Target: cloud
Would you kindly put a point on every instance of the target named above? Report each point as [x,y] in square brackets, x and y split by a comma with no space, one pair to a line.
--
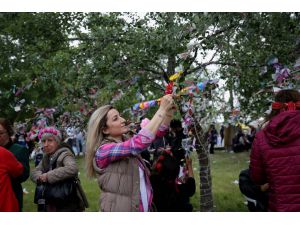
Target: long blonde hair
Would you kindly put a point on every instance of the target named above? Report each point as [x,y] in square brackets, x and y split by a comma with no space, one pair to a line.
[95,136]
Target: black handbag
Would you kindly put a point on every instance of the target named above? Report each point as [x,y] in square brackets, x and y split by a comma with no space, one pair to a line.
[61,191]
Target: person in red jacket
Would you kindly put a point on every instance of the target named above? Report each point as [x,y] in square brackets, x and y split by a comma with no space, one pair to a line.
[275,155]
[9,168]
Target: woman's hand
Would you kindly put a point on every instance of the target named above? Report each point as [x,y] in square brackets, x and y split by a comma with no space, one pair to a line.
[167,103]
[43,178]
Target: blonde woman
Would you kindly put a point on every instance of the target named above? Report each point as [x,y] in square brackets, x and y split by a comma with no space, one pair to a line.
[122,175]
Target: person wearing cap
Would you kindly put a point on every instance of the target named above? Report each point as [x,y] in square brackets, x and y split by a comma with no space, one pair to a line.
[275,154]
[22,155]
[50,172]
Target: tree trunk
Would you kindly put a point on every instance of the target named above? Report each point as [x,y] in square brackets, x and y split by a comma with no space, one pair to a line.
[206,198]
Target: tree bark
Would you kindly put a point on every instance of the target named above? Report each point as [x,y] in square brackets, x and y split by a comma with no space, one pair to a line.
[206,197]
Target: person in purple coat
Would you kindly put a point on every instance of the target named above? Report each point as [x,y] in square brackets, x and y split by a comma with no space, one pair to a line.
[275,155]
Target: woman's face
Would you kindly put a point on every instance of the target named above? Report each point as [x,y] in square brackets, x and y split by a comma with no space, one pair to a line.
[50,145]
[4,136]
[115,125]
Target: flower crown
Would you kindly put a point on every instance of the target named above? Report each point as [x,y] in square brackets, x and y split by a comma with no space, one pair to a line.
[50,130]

■ Given task ■
Collect each line of the entries above that contains the string "woman", and copy those lines out in full. Letter case counts when matching.

■ Result for this task ■
Target: woman's hand
Target: blonde woman
Target: woman's face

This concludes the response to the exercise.